EXTRAIT DU TEXTE >>
===

Si les analyses textuelles de John E. Jackson sont bien menées et font preuve d'une grande sensibilité littéraire devant les textes étudiés, l'hypothèse initiale, qu'il cherche à démontrer ne nous convainc pas. Pourquoi, en effet, limiter au corps le désir du désir de l'autre? Ce désir n'est-il pas tout autant un désir d'amour qu'un désir sensuel, bien que des éléments sensuels s'en mêlent? Pourquoi le code descriptif des corps serait-il plus expressif que le code descriptif des sentiments? Pourquoi, d'autre part, laisser entendre - puisque le contraire n'est pas suggéré - que seule la poésie constitue un «espace ouvert entre la représentation et le représenté se confondant avec l'espace même de l'écriture»? Est-ce là un privilège de la poésie? En ce cas, pour quelle raison? Nous aimerions des précisions.

Un autre aspect de l'argumentation reste embarrassant, à savoir le flou des références théoriques. La phénoménologie psychanalytique du désir, à laquelle recourt John E. Jackson, est d'origine lacanienne. Comment se fait-il alors que les notions de «réel» et de «réalité» soient employées indifféremment et même confondues? Le passage entre réel et réalité est, chez Lacan, un drame: en effet, le réel est l'univers de Paffect sans forme, de l'inconnu, de la turbulence «sublime» (au sens kantien), le domaine du non-symbolisé, où rien n'est traduit en mots. C'est pour cette raison que la notion lacanienne de «reste», qui nourrirait récriture, renvoie au réel: l'écriture puise dans ce chaos et lui arrrache des bribes de forme. La réalité, quant à elle, est le symbolisé, reconnaissable, mis en forme, en un mot, dit ou dicible. L'écriture ne relève donc pas de son univers, excepté, peut-être, les actes notariés. Et le passage de l'un à l'autre, du réel à la réalité, constitue un nœud gordien de la théorie psychanalytique.

===

DONNÉES EXTRAITES >>
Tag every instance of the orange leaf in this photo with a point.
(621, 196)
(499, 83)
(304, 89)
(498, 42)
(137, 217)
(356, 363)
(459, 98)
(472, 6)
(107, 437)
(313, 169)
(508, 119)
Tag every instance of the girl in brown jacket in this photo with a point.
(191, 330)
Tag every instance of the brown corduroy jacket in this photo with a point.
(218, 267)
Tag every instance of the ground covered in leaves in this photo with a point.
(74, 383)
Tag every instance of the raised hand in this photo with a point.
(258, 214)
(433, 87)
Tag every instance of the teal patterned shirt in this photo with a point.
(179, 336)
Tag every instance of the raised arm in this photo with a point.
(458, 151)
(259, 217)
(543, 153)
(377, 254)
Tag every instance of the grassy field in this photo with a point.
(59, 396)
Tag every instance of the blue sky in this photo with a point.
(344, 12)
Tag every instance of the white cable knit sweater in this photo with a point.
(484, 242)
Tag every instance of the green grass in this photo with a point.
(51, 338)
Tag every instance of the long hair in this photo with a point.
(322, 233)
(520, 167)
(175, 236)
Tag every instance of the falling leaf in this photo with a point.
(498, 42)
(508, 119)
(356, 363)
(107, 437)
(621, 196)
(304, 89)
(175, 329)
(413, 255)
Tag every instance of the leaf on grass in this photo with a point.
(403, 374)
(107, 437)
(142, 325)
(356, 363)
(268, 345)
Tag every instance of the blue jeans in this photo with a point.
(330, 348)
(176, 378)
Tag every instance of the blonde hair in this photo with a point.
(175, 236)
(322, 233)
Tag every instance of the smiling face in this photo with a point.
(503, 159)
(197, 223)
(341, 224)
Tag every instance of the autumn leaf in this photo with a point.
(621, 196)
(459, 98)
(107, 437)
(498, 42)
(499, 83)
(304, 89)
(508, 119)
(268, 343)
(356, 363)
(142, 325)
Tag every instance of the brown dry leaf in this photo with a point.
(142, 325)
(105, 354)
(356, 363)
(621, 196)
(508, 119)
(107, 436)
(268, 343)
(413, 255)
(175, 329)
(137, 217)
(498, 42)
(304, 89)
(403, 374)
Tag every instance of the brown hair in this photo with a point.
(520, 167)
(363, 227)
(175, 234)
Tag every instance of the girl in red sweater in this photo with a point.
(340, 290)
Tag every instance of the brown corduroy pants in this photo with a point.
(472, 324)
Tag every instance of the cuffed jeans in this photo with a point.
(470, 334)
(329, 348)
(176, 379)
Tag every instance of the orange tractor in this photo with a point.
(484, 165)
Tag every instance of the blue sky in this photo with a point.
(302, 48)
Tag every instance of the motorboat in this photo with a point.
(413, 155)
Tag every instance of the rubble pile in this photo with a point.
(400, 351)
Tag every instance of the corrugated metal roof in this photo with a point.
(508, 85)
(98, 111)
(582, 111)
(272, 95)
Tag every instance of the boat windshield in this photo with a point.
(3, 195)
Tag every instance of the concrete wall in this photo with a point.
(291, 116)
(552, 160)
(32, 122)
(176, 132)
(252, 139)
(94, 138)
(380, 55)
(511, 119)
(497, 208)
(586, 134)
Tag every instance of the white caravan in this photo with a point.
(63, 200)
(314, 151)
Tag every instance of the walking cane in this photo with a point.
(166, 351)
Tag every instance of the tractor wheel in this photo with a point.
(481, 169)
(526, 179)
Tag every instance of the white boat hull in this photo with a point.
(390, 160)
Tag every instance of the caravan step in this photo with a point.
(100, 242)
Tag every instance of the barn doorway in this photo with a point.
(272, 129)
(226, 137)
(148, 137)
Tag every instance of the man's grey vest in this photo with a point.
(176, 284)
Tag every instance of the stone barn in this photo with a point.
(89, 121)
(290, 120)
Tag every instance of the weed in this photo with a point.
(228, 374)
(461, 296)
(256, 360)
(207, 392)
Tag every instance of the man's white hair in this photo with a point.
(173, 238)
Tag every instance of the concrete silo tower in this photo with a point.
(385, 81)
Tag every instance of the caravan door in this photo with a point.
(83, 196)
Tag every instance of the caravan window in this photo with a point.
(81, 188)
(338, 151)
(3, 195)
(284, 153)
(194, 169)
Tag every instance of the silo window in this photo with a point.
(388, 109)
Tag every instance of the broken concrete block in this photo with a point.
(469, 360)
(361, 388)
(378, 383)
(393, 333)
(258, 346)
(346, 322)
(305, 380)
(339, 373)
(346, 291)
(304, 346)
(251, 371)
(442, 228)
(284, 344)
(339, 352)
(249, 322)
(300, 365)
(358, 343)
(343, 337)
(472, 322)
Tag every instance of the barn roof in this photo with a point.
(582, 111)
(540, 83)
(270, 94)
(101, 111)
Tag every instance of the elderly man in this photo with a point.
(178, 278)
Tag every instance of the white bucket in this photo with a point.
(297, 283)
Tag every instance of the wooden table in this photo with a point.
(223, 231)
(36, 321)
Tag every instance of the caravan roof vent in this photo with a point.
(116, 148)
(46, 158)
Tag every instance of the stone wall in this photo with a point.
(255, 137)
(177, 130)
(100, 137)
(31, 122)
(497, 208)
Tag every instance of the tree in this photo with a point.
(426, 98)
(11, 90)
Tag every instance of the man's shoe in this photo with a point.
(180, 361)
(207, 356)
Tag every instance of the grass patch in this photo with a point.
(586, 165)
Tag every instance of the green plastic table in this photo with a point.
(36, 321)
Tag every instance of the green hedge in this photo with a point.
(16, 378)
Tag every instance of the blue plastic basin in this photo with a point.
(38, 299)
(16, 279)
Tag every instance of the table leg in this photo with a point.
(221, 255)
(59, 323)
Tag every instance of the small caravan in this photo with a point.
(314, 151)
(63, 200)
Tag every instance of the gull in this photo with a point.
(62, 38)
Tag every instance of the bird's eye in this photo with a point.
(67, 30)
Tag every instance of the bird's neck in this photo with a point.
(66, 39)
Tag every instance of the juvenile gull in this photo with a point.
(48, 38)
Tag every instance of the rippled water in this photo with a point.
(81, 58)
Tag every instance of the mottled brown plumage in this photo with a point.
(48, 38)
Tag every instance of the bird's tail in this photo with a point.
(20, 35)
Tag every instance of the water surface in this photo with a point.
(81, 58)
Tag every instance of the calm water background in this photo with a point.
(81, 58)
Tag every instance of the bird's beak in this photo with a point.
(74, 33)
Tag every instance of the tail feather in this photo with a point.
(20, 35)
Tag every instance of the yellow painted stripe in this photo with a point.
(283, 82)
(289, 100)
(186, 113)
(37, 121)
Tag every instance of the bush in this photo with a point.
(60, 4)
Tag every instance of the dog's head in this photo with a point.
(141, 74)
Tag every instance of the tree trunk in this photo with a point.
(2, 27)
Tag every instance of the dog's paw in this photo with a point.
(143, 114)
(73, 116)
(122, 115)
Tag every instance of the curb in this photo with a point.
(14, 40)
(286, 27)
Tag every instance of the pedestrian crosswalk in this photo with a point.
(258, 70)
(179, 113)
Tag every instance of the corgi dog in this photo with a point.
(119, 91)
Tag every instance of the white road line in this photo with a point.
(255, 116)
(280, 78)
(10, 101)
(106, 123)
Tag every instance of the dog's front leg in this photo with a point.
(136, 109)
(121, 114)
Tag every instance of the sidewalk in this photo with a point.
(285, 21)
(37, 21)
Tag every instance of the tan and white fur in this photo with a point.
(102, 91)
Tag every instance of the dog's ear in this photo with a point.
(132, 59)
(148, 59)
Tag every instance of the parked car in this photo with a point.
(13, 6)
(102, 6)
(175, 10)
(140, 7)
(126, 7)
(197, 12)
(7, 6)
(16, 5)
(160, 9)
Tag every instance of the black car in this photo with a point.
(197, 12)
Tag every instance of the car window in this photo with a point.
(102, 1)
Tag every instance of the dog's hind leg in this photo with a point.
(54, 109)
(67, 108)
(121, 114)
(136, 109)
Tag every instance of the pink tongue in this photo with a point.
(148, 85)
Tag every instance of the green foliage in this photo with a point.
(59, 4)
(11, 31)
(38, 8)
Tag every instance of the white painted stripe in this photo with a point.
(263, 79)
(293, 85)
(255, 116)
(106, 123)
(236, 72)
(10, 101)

===

CONSIGNES >>
• A. Réécrivez le passage de l'extrait qui commence à « Si les analyses » et se termine à « aimerions des précisions. », en y mettant « littérature » à la place de « poésie ».
• B. D'après l'extrait, quelle est l'origine de la phénoménologie psychanalytique du désir à laquelle recourt John E. Jackson ?

RÉPONSES PAR CONSIGNE >>
• A.
Si les analyses textuelles de John E. Jackson sont bien menées et font preuve d'une grande sensibilité littéraire devant les textes étudiés, l'hypothèse initiale, qu'il cherche à démontrer ne nous convainc pas. Pourquoi, en effet, limiter au corps le désir du désir de l'autre? Ce désir n'est-il pas tout autant un désir d'amour qu'un désir sensuel, bien que des éléments sensuels s'en mêlent? Pourquoi le code descriptif des corps serait-il plus expressif que le code descriptif des sentiments? Pourquoi, d'autre part, laisser entendre - puisque le contraire n'est pas suggéré - que seule la littérature constitue un «espace ouvert entre la représentation et le représenté se confondant avec l'espace même de l'écriture»? Est-ce là un privilège de la littérature? En ce cas, pour quelle raison? Nous aimerions des précisions.

• B. Elle est d'origine lacanienne.